→ Vorliegender Text:
════════════════════
Standpunkt des Rechtsausschusses des Zentralen Runden Tisches zur Ordnung über die Bürgerkomitees

Vorlage 12/1

1. Wir schlagen vor, eine Verordnung über Bürgerkomitees so anzulegen, dass sie eine strategische Orientierung für die Entfaltung von Elementen der Basisdemokratie im künftigen demokratischen Staat sein kann. Sie könnte in der neuen Verfassung als Form der Basisdemokratie verankert werden. Der gegenwärtig geltenden Verfassung würde sie nicht widersprechen.

Basisdemokratie wird heute vor allem in Form von Bürgerinitiativen und Bürgerkomitees ausgeübt. Unter Bürgerinitiativen wird das organisierte, meist zeitlich begrenzte Zusammenwirken von Bürgern zur Erreichung eines konkreten Zieles verstanden. Sie können regional oder für das ganze Land gebildet werden.
════════════════════
Einträge aus einer Sammlung
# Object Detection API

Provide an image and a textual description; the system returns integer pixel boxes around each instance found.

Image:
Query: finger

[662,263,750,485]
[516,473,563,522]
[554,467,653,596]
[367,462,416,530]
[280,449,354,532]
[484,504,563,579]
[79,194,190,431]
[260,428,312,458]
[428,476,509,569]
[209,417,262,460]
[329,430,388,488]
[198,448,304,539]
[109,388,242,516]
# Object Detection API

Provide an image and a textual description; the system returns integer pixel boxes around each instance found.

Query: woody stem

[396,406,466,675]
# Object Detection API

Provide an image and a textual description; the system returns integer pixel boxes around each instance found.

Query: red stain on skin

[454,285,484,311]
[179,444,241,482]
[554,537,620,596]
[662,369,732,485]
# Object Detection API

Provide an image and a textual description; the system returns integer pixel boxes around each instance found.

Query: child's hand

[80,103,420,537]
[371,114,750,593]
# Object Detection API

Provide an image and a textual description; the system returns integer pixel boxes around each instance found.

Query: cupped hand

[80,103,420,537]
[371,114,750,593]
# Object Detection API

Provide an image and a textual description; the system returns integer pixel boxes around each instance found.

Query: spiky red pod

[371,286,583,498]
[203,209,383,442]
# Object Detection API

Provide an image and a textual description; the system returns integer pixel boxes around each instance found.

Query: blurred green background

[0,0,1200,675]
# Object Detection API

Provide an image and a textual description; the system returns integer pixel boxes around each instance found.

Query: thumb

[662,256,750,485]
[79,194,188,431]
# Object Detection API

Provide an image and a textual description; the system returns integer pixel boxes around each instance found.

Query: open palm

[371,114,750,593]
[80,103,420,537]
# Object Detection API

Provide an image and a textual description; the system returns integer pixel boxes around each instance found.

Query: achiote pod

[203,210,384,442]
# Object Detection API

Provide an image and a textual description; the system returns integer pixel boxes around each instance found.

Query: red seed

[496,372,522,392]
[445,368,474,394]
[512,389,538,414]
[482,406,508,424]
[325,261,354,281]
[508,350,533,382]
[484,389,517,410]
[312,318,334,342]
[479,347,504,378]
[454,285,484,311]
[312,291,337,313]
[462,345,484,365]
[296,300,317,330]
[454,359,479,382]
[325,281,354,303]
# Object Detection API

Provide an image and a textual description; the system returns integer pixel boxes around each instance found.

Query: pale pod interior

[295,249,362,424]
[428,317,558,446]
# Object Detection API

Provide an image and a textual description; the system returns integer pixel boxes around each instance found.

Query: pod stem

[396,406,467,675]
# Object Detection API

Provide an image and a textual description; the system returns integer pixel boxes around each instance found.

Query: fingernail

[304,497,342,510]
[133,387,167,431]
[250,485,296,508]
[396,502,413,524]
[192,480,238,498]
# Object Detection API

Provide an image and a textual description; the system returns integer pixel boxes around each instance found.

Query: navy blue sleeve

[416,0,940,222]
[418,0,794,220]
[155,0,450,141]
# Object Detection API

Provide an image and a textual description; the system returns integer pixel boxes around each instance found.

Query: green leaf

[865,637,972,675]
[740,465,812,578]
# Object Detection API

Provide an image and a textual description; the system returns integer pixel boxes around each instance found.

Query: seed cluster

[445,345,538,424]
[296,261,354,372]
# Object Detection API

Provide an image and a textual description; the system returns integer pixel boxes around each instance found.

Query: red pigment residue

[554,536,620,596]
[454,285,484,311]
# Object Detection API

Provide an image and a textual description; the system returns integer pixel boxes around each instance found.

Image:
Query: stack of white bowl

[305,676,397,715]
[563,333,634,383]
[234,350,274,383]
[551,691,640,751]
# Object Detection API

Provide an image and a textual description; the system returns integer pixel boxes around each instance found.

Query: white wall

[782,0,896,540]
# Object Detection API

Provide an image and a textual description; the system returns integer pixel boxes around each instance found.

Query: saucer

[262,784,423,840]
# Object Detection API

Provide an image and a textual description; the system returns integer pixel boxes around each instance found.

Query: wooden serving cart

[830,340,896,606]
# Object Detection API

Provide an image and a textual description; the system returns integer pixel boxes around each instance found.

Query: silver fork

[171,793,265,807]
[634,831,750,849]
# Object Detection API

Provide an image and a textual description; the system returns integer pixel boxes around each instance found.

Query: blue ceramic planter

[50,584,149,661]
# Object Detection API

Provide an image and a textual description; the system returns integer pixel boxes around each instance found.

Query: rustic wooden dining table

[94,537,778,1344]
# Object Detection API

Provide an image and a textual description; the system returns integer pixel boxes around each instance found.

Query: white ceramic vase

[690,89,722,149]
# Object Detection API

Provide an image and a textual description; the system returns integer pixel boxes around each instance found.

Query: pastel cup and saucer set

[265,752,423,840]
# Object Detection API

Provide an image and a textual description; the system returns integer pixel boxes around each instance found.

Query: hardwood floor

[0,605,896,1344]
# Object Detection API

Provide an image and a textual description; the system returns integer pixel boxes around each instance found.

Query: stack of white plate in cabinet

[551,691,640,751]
════════════════════
→ Aufgaben:
- 1) Zähle alle Gremien und Zusammenschlüsse auf, die im vorliegenden Text genannt werden.
- 2) Für welches Gebiet können Bürgerinitiativen laut dem vorliegenden Text gebildet werden?

→ Lösungen:
- 1) Rechtsausschuss, Zentraler Runder Tisch, Bürgerkomitees, Bürgerinitiativen

- 2) Sie können regional oder für das ganze Land gebildet werden.